__Short problem 1__
Copy the stretch of the earthquake article below from "In a reassessment" through "quake ever recorded." without changing anything.

__Reading text__
>>>

Dec. 26 quake measured 9.3 on Richter scale

Richard Ingham, Agence France-Presse/Paris

In a reassessment of the Dec. 26 earthquake that unleashed the
Indian Ocean killer tsunami, scientists say the temblor measured
9.3 on the Richter scale -- more than twice as powerful as
originally estimated and the second biggest quake ever recorded.

The quake split the ocean floor northward from Sumatra along
1,200 kilometers, twice as long as previously thought, according
to their research, which appears on Thursday in Nature, the
weekly British science journal.

The event released so much strain along this particular part
of the fault that in theory there should be no quake of similar
magnitude, or a similar tsunami, there for another 400 years,
said geologists Seth Stein and Emile Okal of Northwestern
University, Illinois.

But farther south, it is a different picture.

The scientists -- who wrote before last Monday's quake, which
also struck western Sumatra -- warned with uncanny prescience
that "a great earthquake" with the potential to generate a large
tsunami remained a threat south of the Dec. 26 site.

<<<

__Given information__
>>>

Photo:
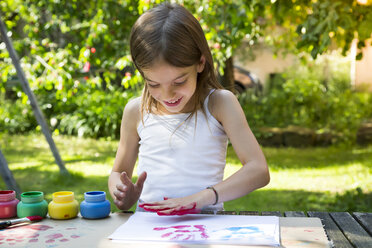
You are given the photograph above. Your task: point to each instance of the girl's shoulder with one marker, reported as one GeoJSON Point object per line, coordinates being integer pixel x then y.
{"type": "Point", "coordinates": [220, 100]}
{"type": "Point", "coordinates": [133, 110]}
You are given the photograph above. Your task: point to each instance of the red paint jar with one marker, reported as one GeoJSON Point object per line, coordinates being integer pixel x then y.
{"type": "Point", "coordinates": [8, 204]}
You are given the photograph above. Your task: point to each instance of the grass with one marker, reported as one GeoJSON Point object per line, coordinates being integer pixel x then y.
{"type": "Point", "coordinates": [306, 179]}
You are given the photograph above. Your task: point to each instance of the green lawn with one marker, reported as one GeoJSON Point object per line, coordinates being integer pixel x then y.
{"type": "Point", "coordinates": [306, 179]}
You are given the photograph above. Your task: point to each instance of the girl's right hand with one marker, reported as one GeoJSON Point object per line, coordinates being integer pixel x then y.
{"type": "Point", "coordinates": [127, 193]}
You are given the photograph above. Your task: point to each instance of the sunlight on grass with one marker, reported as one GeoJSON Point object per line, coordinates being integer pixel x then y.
{"type": "Point", "coordinates": [323, 179]}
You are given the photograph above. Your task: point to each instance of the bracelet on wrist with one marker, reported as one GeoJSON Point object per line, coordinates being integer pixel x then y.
{"type": "Point", "coordinates": [215, 192]}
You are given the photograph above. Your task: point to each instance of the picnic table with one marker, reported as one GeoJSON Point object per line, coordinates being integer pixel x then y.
{"type": "Point", "coordinates": [343, 229]}
{"type": "Point", "coordinates": [314, 229]}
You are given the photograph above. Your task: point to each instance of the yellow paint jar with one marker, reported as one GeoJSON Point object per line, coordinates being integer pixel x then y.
{"type": "Point", "coordinates": [63, 206]}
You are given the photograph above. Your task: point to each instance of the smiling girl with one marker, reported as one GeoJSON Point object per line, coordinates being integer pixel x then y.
{"type": "Point", "coordinates": [180, 127]}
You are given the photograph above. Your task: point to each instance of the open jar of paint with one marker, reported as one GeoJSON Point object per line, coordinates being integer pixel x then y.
{"type": "Point", "coordinates": [8, 204]}
{"type": "Point", "coordinates": [32, 203]}
{"type": "Point", "coordinates": [95, 205]}
{"type": "Point", "coordinates": [63, 206]}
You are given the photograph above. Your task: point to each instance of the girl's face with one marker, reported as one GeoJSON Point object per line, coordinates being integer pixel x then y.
{"type": "Point", "coordinates": [171, 86]}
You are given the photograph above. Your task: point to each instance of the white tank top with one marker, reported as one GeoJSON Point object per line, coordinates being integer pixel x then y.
{"type": "Point", "coordinates": [181, 157]}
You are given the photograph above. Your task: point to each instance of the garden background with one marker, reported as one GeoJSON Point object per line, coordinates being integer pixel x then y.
{"type": "Point", "coordinates": [75, 55]}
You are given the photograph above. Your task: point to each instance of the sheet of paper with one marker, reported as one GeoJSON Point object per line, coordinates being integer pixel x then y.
{"type": "Point", "coordinates": [200, 229]}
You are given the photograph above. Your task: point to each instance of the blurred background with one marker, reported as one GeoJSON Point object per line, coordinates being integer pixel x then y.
{"type": "Point", "coordinates": [301, 70]}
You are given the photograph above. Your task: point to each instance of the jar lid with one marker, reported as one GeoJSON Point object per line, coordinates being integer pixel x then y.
{"type": "Point", "coordinates": [95, 196]}
{"type": "Point", "coordinates": [63, 196]}
{"type": "Point", "coordinates": [7, 195]}
{"type": "Point", "coordinates": [32, 196]}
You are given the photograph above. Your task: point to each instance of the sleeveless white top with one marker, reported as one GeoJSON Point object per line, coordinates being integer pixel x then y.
{"type": "Point", "coordinates": [181, 157]}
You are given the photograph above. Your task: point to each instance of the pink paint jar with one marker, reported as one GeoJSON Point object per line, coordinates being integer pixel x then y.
{"type": "Point", "coordinates": [8, 204]}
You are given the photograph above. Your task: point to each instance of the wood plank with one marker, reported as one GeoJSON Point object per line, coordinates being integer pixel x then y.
{"type": "Point", "coordinates": [354, 232]}
{"type": "Point", "coordinates": [294, 214]}
{"type": "Point", "coordinates": [365, 219]}
{"type": "Point", "coordinates": [207, 212]}
{"type": "Point", "coordinates": [226, 212]}
{"type": "Point", "coordinates": [272, 213]}
{"type": "Point", "coordinates": [249, 213]}
{"type": "Point", "coordinates": [334, 234]}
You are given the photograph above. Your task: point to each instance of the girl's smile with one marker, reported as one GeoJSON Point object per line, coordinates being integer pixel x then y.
{"type": "Point", "coordinates": [171, 86]}
{"type": "Point", "coordinates": [173, 103]}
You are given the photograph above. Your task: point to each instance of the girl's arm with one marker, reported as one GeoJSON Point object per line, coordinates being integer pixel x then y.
{"type": "Point", "coordinates": [121, 188]}
{"type": "Point", "coordinates": [254, 174]}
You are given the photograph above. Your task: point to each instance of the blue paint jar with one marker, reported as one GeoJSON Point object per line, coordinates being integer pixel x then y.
{"type": "Point", "coordinates": [95, 205]}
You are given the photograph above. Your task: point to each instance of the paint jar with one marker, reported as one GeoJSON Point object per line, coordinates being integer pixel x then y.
{"type": "Point", "coordinates": [95, 205]}
{"type": "Point", "coordinates": [8, 204]}
{"type": "Point", "coordinates": [63, 206]}
{"type": "Point", "coordinates": [32, 203]}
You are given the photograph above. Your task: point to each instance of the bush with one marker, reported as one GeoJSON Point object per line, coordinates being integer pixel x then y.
{"type": "Point", "coordinates": [304, 96]}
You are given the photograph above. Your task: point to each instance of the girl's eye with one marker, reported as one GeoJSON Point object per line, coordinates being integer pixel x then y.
{"type": "Point", "coordinates": [153, 85]}
{"type": "Point", "coordinates": [180, 83]}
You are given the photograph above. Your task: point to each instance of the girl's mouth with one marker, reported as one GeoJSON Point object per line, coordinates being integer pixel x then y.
{"type": "Point", "coordinates": [173, 103]}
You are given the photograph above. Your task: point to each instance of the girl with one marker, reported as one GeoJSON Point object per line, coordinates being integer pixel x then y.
{"type": "Point", "coordinates": [180, 126]}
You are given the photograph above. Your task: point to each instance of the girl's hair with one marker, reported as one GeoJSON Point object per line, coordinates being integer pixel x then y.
{"type": "Point", "coordinates": [171, 33]}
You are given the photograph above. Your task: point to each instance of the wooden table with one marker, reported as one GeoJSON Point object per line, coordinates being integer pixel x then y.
{"type": "Point", "coordinates": [343, 229]}
{"type": "Point", "coordinates": [297, 230]}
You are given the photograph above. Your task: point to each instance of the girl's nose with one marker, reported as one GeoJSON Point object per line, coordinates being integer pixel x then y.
{"type": "Point", "coordinates": [168, 93]}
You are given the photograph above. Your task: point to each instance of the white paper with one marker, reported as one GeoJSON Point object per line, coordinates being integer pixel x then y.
{"type": "Point", "coordinates": [200, 229]}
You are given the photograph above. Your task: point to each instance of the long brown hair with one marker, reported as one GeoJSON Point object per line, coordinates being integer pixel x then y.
{"type": "Point", "coordinates": [171, 33]}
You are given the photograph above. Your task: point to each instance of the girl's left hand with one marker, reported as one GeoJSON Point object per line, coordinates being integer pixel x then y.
{"type": "Point", "coordinates": [176, 206]}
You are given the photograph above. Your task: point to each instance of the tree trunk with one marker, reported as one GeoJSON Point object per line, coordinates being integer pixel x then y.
{"type": "Point", "coordinates": [33, 102]}
{"type": "Point", "coordinates": [7, 175]}
{"type": "Point", "coordinates": [228, 76]}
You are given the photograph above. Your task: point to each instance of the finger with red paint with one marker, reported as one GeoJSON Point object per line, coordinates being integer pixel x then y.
{"type": "Point", "coordinates": [127, 193]}
{"type": "Point", "coordinates": [181, 210]}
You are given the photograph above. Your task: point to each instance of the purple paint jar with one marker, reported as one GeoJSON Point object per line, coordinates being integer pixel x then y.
{"type": "Point", "coordinates": [8, 204]}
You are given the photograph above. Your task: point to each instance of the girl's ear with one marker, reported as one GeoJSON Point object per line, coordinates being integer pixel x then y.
{"type": "Point", "coordinates": [201, 64]}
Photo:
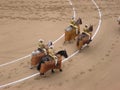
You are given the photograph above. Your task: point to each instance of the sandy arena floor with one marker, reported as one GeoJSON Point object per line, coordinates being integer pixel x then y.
{"type": "Point", "coordinates": [24, 22]}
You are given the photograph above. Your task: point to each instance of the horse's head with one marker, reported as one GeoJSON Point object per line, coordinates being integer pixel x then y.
{"type": "Point", "coordinates": [79, 21]}
{"type": "Point", "coordinates": [62, 53]}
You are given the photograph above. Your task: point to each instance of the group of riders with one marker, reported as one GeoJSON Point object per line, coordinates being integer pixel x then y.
{"type": "Point", "coordinates": [85, 29]}
{"type": "Point", "coordinates": [48, 48]}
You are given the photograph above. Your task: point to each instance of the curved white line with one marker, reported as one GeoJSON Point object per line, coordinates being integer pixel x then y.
{"type": "Point", "coordinates": [23, 79]}
{"type": "Point", "coordinates": [1, 65]}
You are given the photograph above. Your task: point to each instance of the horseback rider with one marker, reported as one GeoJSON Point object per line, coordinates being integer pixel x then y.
{"type": "Point", "coordinates": [41, 46]}
{"type": "Point", "coordinates": [50, 43]}
{"type": "Point", "coordinates": [51, 52]}
{"type": "Point", "coordinates": [72, 24]}
{"type": "Point", "coordinates": [87, 32]}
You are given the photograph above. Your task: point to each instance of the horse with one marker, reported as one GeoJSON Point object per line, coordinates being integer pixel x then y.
{"type": "Point", "coordinates": [83, 39]}
{"type": "Point", "coordinates": [36, 57]}
{"type": "Point", "coordinates": [48, 63]}
{"type": "Point", "coordinates": [71, 32]}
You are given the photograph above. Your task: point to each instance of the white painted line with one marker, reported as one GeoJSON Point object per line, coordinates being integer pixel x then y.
{"type": "Point", "coordinates": [13, 61]}
{"type": "Point", "coordinates": [23, 79]}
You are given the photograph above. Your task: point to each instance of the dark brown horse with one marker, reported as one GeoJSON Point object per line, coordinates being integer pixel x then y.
{"type": "Point", "coordinates": [83, 39]}
{"type": "Point", "coordinates": [47, 63]}
{"type": "Point", "coordinates": [71, 32]}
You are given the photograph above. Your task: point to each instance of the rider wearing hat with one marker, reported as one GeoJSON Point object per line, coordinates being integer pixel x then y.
{"type": "Point", "coordinates": [86, 31]}
{"type": "Point", "coordinates": [41, 44]}
{"type": "Point", "coordinates": [51, 52]}
{"type": "Point", "coordinates": [72, 23]}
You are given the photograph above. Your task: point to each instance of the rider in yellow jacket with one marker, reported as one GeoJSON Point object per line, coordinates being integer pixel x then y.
{"type": "Point", "coordinates": [86, 31]}
{"type": "Point", "coordinates": [51, 52]}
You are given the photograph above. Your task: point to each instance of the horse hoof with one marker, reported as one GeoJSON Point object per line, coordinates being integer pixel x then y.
{"type": "Point", "coordinates": [61, 70]}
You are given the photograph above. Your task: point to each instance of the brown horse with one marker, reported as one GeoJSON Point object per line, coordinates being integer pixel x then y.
{"type": "Point", "coordinates": [83, 39]}
{"type": "Point", "coordinates": [47, 63]}
{"type": "Point", "coordinates": [36, 57]}
{"type": "Point", "coordinates": [71, 32]}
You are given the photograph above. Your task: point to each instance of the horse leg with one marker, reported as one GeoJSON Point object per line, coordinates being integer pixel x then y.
{"type": "Point", "coordinates": [60, 70]}
{"type": "Point", "coordinates": [42, 74]}
{"type": "Point", "coordinates": [52, 71]}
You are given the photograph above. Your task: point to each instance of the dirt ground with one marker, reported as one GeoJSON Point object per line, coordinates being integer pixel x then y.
{"type": "Point", "coordinates": [24, 22]}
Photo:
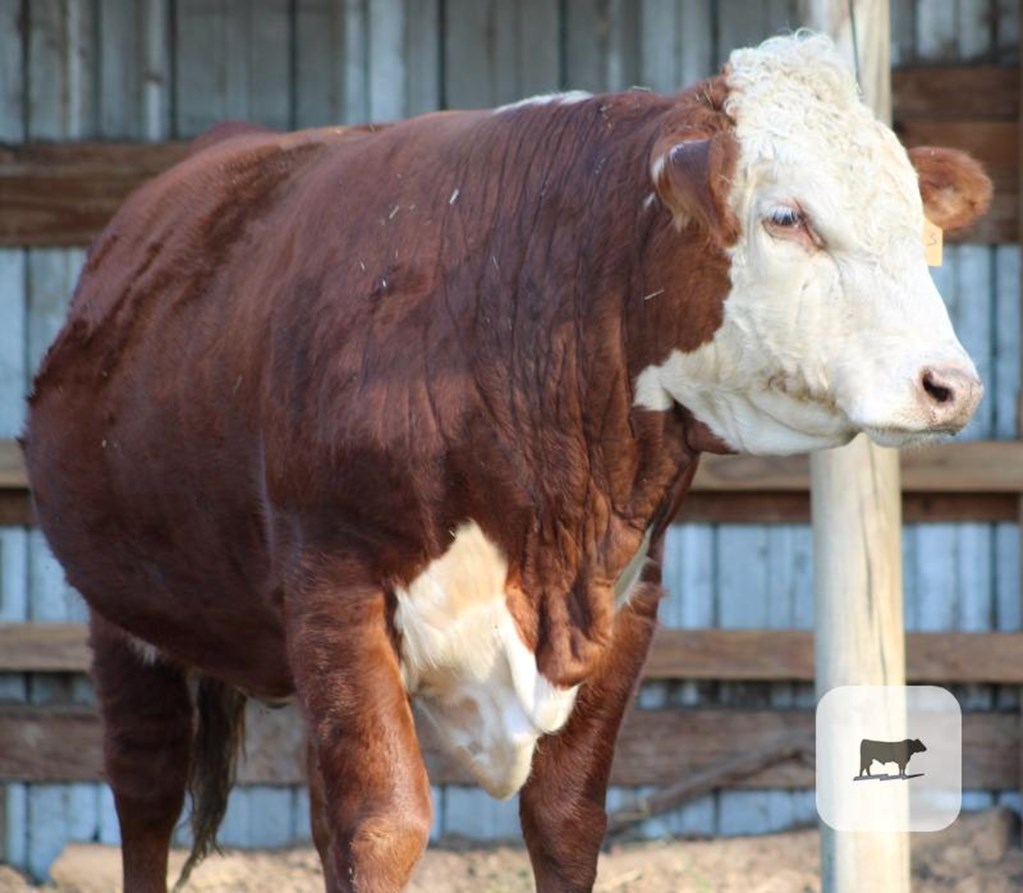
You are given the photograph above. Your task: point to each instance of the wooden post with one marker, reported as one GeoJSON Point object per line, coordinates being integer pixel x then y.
{"type": "Point", "coordinates": [856, 512]}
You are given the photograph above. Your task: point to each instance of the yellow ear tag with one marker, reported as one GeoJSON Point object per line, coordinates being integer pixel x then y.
{"type": "Point", "coordinates": [932, 243]}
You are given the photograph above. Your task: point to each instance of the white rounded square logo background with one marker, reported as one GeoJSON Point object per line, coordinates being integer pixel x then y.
{"type": "Point", "coordinates": [929, 798]}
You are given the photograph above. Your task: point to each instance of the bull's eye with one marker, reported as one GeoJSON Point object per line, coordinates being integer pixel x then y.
{"type": "Point", "coordinates": [786, 217]}
{"type": "Point", "coordinates": [786, 222]}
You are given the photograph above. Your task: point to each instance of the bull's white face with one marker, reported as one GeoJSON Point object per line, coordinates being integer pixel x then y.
{"type": "Point", "coordinates": [833, 325]}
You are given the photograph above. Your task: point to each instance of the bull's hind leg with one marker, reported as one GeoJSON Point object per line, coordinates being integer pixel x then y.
{"type": "Point", "coordinates": [562, 806]}
{"type": "Point", "coordinates": [147, 727]}
{"type": "Point", "coordinates": [374, 796]}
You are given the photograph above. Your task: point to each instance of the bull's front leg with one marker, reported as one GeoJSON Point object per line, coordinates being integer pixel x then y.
{"type": "Point", "coordinates": [374, 797]}
{"type": "Point", "coordinates": [562, 806]}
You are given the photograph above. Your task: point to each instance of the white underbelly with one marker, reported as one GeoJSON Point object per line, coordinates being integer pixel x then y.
{"type": "Point", "coordinates": [471, 673]}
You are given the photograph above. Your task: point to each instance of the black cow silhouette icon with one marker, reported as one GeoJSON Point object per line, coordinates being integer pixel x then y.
{"type": "Point", "coordinates": [898, 752]}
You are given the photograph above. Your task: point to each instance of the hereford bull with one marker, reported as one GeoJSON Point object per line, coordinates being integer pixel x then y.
{"type": "Point", "coordinates": [390, 413]}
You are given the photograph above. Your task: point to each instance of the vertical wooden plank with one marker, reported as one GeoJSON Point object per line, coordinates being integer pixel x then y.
{"type": "Point", "coordinates": [538, 52]}
{"type": "Point", "coordinates": [109, 829]}
{"type": "Point", "coordinates": [199, 76]}
{"type": "Point", "coordinates": [903, 17]}
{"type": "Point", "coordinates": [157, 30]}
{"type": "Point", "coordinates": [49, 827]}
{"type": "Point", "coordinates": [263, 50]}
{"type": "Point", "coordinates": [421, 56]}
{"type": "Point", "coordinates": [51, 277]}
{"type": "Point", "coordinates": [1007, 372]}
{"type": "Point", "coordinates": [13, 384]}
{"type": "Point", "coordinates": [659, 52]}
{"type": "Point", "coordinates": [270, 824]}
{"type": "Point", "coordinates": [479, 53]}
{"type": "Point", "coordinates": [12, 85]}
{"type": "Point", "coordinates": [690, 579]}
{"type": "Point", "coordinates": [1008, 39]}
{"type": "Point", "coordinates": [237, 820]}
{"type": "Point", "coordinates": [697, 52]}
{"type": "Point", "coordinates": [356, 104]}
{"type": "Point", "coordinates": [387, 62]}
{"type": "Point", "coordinates": [121, 73]}
{"type": "Point", "coordinates": [937, 28]}
{"type": "Point", "coordinates": [302, 832]}
{"type": "Point", "coordinates": [740, 24]}
{"type": "Point", "coordinates": [972, 310]}
{"type": "Point", "coordinates": [602, 50]}
{"type": "Point", "coordinates": [623, 55]}
{"type": "Point", "coordinates": [15, 842]}
{"type": "Point", "coordinates": [13, 365]}
{"type": "Point", "coordinates": [437, 804]}
{"type": "Point", "coordinates": [746, 594]}
{"type": "Point", "coordinates": [61, 70]}
{"type": "Point", "coordinates": [319, 65]}
{"type": "Point", "coordinates": [976, 30]}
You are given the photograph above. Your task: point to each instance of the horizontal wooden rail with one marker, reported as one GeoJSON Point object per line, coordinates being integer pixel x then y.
{"type": "Point", "coordinates": [656, 747]}
{"type": "Point", "coordinates": [970, 481]}
{"type": "Point", "coordinates": [968, 466]}
{"type": "Point", "coordinates": [786, 655]}
{"type": "Point", "coordinates": [62, 194]}
{"type": "Point", "coordinates": [738, 655]}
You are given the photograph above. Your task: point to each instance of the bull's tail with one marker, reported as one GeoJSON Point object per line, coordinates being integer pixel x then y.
{"type": "Point", "coordinates": [219, 733]}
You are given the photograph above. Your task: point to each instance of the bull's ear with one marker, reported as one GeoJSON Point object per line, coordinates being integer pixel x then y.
{"type": "Point", "coordinates": [954, 188]}
{"type": "Point", "coordinates": [693, 178]}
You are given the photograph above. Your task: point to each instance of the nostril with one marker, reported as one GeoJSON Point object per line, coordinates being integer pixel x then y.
{"type": "Point", "coordinates": [939, 391]}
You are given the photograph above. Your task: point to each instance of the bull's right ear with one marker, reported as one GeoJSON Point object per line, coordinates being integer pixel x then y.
{"type": "Point", "coordinates": [693, 178]}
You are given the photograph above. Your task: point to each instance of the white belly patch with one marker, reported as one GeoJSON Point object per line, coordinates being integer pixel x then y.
{"type": "Point", "coordinates": [472, 674]}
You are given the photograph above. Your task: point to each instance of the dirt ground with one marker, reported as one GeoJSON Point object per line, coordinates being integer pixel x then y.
{"type": "Point", "coordinates": [980, 853]}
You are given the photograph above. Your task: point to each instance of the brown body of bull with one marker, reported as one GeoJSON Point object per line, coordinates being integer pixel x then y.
{"type": "Point", "coordinates": [293, 364]}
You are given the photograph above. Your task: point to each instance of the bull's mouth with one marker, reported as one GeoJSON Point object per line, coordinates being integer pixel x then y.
{"type": "Point", "coordinates": [896, 436]}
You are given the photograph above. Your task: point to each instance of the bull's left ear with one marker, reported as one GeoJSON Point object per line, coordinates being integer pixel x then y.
{"type": "Point", "coordinates": [954, 188]}
{"type": "Point", "coordinates": [693, 178]}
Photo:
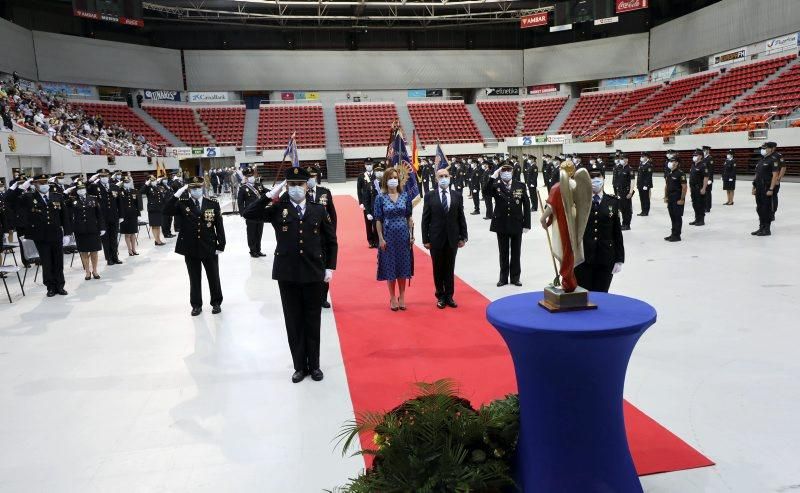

<<<

__Short problem 2__
Find each line in the entries above that contains the word "mouth" and copy those lines. Case counts.

__Problem solution 1__
In a reassessment of the Dec. 26 earthquake that unleashed the
Indian Ocean killer tsunami, scientists say the temblor measured
9.3 on the Richter scale -- more than twice as powerful as
originally estimated and the second biggest quake ever recorded.

__Problem solution 2__
You are given the photograph above. Your task: point to each instance of the girl's mouth with one marker, reported as one GeoJSON Point object per line, coordinates being integer pixel x then y.
You are given the photograph above. Your task: point to each instance of the bull's mouth with one marker, reported as one GeoJSON Point object per line, coordinates being integer pixel x then y.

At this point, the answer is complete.